# [Exercise aim]
Arrange the lines below as a Markdown table with two columns, Number and Line, giving each line its own numbered row and skipping any blank lines.

** Start **

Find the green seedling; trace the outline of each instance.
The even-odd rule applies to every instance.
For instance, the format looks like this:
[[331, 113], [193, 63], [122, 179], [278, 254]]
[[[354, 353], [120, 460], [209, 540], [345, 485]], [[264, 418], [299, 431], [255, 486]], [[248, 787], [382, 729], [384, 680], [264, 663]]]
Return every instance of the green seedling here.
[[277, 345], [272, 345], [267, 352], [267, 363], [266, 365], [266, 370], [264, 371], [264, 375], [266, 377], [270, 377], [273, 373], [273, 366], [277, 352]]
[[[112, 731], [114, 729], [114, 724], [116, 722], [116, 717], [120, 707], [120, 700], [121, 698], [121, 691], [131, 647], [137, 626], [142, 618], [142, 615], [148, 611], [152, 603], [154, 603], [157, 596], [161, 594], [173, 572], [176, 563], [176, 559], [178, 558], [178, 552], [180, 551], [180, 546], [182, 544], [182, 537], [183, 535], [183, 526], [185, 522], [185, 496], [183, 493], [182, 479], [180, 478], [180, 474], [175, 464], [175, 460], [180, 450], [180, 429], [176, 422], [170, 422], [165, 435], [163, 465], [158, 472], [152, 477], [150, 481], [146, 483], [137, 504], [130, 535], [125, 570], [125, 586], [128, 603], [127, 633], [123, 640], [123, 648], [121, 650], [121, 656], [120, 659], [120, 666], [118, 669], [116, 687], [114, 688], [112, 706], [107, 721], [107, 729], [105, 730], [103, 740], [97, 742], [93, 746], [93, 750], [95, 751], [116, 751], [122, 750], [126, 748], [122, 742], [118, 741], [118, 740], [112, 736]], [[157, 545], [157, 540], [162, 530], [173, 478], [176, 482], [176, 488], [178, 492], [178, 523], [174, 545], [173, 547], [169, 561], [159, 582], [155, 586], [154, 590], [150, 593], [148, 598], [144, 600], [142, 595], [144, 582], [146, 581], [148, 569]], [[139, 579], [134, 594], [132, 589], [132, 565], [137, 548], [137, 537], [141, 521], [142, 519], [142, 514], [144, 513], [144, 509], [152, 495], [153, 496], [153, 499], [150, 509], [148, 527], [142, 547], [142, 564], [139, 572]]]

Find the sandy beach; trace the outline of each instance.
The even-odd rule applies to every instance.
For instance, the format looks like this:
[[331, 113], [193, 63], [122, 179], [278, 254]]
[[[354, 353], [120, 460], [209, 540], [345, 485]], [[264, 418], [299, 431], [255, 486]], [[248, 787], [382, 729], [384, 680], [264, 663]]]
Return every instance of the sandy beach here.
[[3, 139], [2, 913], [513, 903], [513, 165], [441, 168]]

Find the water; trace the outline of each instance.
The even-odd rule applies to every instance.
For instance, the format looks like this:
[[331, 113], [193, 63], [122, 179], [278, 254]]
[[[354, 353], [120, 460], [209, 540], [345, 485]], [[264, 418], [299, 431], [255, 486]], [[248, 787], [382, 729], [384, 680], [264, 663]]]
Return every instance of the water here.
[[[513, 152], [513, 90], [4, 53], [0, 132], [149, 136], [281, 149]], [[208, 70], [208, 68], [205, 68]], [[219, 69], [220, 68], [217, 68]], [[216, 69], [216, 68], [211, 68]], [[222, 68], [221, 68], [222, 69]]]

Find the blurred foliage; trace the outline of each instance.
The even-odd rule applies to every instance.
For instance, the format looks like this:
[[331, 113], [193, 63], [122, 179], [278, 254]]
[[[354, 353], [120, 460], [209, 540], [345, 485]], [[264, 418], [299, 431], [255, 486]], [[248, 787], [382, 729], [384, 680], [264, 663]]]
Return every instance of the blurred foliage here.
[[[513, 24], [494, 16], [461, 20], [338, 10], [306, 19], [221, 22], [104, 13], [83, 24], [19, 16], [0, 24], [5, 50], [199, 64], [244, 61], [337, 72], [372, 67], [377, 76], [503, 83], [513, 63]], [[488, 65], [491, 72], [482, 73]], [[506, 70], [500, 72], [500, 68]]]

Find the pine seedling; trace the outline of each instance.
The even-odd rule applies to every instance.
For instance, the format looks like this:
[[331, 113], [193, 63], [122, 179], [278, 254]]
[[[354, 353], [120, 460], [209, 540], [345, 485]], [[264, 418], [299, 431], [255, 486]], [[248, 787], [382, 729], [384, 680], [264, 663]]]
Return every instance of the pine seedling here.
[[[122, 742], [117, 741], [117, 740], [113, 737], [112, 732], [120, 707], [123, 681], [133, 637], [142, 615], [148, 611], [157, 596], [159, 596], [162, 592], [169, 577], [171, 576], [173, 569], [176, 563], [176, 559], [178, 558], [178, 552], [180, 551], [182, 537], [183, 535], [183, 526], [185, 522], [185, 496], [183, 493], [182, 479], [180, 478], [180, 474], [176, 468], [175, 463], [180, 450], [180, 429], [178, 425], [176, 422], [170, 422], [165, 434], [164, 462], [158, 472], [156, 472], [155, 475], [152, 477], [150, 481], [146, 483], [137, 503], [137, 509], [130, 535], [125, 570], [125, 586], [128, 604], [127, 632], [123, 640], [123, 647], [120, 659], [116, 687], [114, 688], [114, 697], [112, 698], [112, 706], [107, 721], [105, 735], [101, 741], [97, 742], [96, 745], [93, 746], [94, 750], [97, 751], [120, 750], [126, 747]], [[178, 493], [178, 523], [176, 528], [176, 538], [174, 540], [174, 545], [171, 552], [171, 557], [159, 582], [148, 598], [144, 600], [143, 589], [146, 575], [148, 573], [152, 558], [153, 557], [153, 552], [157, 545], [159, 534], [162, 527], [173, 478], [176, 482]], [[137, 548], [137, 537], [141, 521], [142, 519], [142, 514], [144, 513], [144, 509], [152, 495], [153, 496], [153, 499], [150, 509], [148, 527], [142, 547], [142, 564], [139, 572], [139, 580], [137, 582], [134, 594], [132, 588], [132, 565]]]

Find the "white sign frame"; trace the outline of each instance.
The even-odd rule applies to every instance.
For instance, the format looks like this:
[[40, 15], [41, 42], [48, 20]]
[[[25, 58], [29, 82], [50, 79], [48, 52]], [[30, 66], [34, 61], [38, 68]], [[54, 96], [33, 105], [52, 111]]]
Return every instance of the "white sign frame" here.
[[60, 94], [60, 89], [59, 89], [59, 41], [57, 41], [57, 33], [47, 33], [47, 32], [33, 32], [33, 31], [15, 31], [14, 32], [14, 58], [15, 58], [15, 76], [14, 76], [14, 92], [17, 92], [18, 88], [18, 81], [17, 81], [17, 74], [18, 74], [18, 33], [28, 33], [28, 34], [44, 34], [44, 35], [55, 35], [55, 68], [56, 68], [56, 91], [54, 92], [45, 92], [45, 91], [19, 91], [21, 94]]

** End **

# [Response below]
| Number | Line |
|---|---|
| 1 | Find the green seedling; trace the outline of each instance. |
| 2 | The even-odd rule applies to every instance. |
| 3 | For instance, the format looks like this: |
| 4 | [[331, 113], [193, 63], [122, 179], [278, 254]] |
| 5 | [[[354, 353], [120, 460], [209, 540], [345, 485]], [[264, 418], [299, 431], [255, 486]], [[248, 787], [382, 729], [384, 680], [264, 663]]] |
| 6 | Return every instance of the green seedling here. |
| 7 | [[277, 345], [272, 345], [267, 352], [267, 363], [266, 365], [266, 370], [264, 371], [264, 375], [266, 377], [270, 377], [273, 373], [273, 366], [277, 352]] |
| 8 | [[[112, 731], [114, 729], [114, 724], [116, 722], [116, 717], [120, 707], [120, 700], [121, 698], [121, 691], [131, 647], [137, 626], [142, 618], [142, 615], [148, 611], [152, 603], [154, 603], [157, 596], [161, 594], [173, 572], [176, 563], [176, 559], [178, 558], [178, 552], [180, 551], [180, 546], [182, 544], [182, 537], [183, 535], [183, 526], [185, 522], [185, 496], [183, 493], [182, 479], [180, 478], [180, 474], [175, 464], [175, 460], [180, 450], [180, 429], [176, 422], [170, 422], [165, 435], [163, 465], [158, 472], [152, 477], [150, 481], [146, 483], [137, 504], [130, 535], [125, 570], [125, 586], [128, 603], [127, 633], [123, 640], [123, 648], [121, 650], [121, 656], [120, 659], [120, 666], [118, 669], [116, 687], [114, 688], [112, 706], [107, 721], [107, 729], [105, 730], [103, 740], [97, 742], [93, 746], [93, 750], [95, 751], [116, 751], [122, 750], [126, 748], [122, 742], [118, 741], [118, 740], [112, 736]], [[157, 545], [157, 540], [162, 530], [173, 478], [176, 482], [176, 488], [178, 492], [178, 523], [174, 545], [173, 547], [169, 561], [159, 582], [155, 586], [154, 590], [150, 593], [148, 598], [144, 600], [142, 595], [144, 582], [146, 581], [148, 569]], [[139, 579], [134, 594], [132, 589], [132, 565], [137, 548], [137, 537], [141, 521], [142, 519], [142, 514], [144, 513], [144, 509], [152, 495], [153, 496], [153, 499], [150, 509], [148, 527], [142, 547], [142, 564], [139, 572]]] |
| 9 | Find the sandy beach; trace the outline of each instance. |
| 10 | The even-odd rule applies to every instance. |
| 11 | For instance, the format looks like this: |
| 12 | [[331, 113], [193, 63], [122, 179], [278, 254]] |
| 13 | [[[354, 353], [120, 460], [209, 540], [345, 485]], [[264, 418], [299, 431], [255, 486]], [[248, 787], [382, 729], [384, 680], [264, 663]]] |
| 14 | Return every instance of the sandy beach here. |
| 15 | [[3, 139], [2, 913], [513, 903], [513, 165], [441, 168]] |
| 16 | Find the water; trace the outline of each instance. |
| 17 | The even-odd rule applies to every instance. |
| 18 | For instance, the format looks like this: |
| 19 | [[331, 113], [193, 63], [122, 179], [278, 254]] |
| 20 | [[[354, 353], [120, 460], [209, 540], [345, 485]], [[264, 418], [299, 431], [255, 486]], [[248, 787], [382, 729], [384, 680], [264, 663]]] |
| 21 | Return every instance of the water here. |
| 22 | [[[513, 152], [513, 90], [4, 53], [0, 132], [149, 136], [281, 149]], [[208, 70], [208, 68], [205, 68]], [[219, 69], [220, 68], [217, 68]], [[216, 69], [216, 68], [211, 68]], [[222, 68], [221, 68], [222, 69]]] |
| 23 | Find the blurred foliage; trace the outline of each instance. |
| 24 | The even-odd rule applies to every instance. |
| 25 | For instance, the format looks like this: |
| 26 | [[331, 113], [193, 63], [122, 179], [278, 254]] |
| 27 | [[[354, 353], [120, 460], [209, 540], [345, 485]], [[264, 418], [299, 431], [255, 486]], [[248, 787], [382, 729], [384, 680], [264, 663]]] |
| 28 | Return every instance of the blurred foliage here. |
| 29 | [[[513, 24], [494, 16], [461, 20], [338, 10], [306, 19], [221, 22], [104, 13], [83, 24], [19, 16], [0, 24], [5, 50], [199, 64], [244, 61], [337, 72], [372, 67], [377, 76], [503, 83], [513, 63]], [[488, 65], [491, 72], [482, 73]], [[506, 70], [500, 72], [500, 68]]] |
| 30 | Find the pine seedling; trace the outline of each instance. |
| 31 | The even-odd rule applies to every instance. |
| 32 | For instance, the format looks like this: |
| 33 | [[331, 113], [193, 63], [122, 179], [278, 254]] |
| 34 | [[[354, 353], [120, 460], [209, 540], [345, 485]], [[264, 418], [299, 431], [255, 486]], [[248, 787], [382, 729], [384, 680], [264, 663]]] |
| 35 | Return every instance of the pine seedling here. |
| 36 | [[[122, 742], [117, 741], [117, 740], [113, 737], [112, 732], [120, 707], [123, 681], [133, 637], [142, 615], [148, 611], [157, 596], [159, 596], [162, 592], [169, 577], [171, 576], [173, 569], [176, 563], [176, 559], [178, 558], [178, 552], [180, 551], [182, 537], [183, 535], [183, 526], [185, 522], [185, 496], [183, 493], [182, 479], [180, 478], [180, 474], [176, 468], [175, 463], [180, 450], [180, 429], [178, 425], [176, 422], [170, 422], [165, 434], [164, 462], [158, 472], [156, 472], [155, 475], [152, 477], [150, 481], [146, 483], [137, 503], [137, 509], [130, 535], [125, 570], [125, 586], [128, 604], [127, 632], [123, 640], [123, 647], [120, 659], [116, 687], [114, 688], [114, 697], [112, 698], [112, 706], [107, 721], [105, 735], [101, 741], [97, 742], [96, 745], [93, 746], [94, 750], [97, 751], [120, 750], [126, 747]], [[178, 493], [178, 523], [176, 528], [176, 538], [174, 540], [174, 545], [171, 552], [171, 557], [159, 582], [148, 598], [144, 600], [143, 589], [146, 575], [148, 573], [152, 558], [153, 557], [153, 552], [157, 545], [159, 534], [162, 527], [173, 478], [176, 482]], [[137, 548], [137, 537], [141, 521], [142, 519], [142, 514], [144, 513], [144, 509], [152, 495], [153, 496], [153, 499], [150, 509], [148, 527], [142, 547], [142, 564], [139, 572], [139, 580], [137, 582], [134, 594], [132, 588], [132, 565]]] |
| 37 | Find the "white sign frame"; trace the outline of each instance. |
| 38 | The even-odd rule applies to every instance. |
| 39 | For instance, the format looks like this: |
| 40 | [[40, 15], [41, 42], [48, 20]] |
| 41 | [[[25, 58], [29, 82], [50, 79], [48, 52]], [[30, 66], [34, 61], [38, 68]], [[54, 96], [33, 105], [52, 111]]] |
| 42 | Return every instance of the "white sign frame" here. |
| 43 | [[60, 94], [60, 89], [59, 89], [59, 41], [57, 41], [57, 33], [47, 33], [47, 32], [33, 32], [33, 31], [15, 31], [14, 32], [14, 58], [15, 58], [15, 76], [14, 76], [14, 92], [17, 92], [18, 88], [18, 81], [17, 81], [17, 74], [18, 74], [18, 33], [28, 33], [28, 34], [44, 34], [44, 35], [55, 35], [55, 68], [56, 68], [56, 91], [54, 92], [45, 92], [45, 91], [19, 91], [21, 94]] |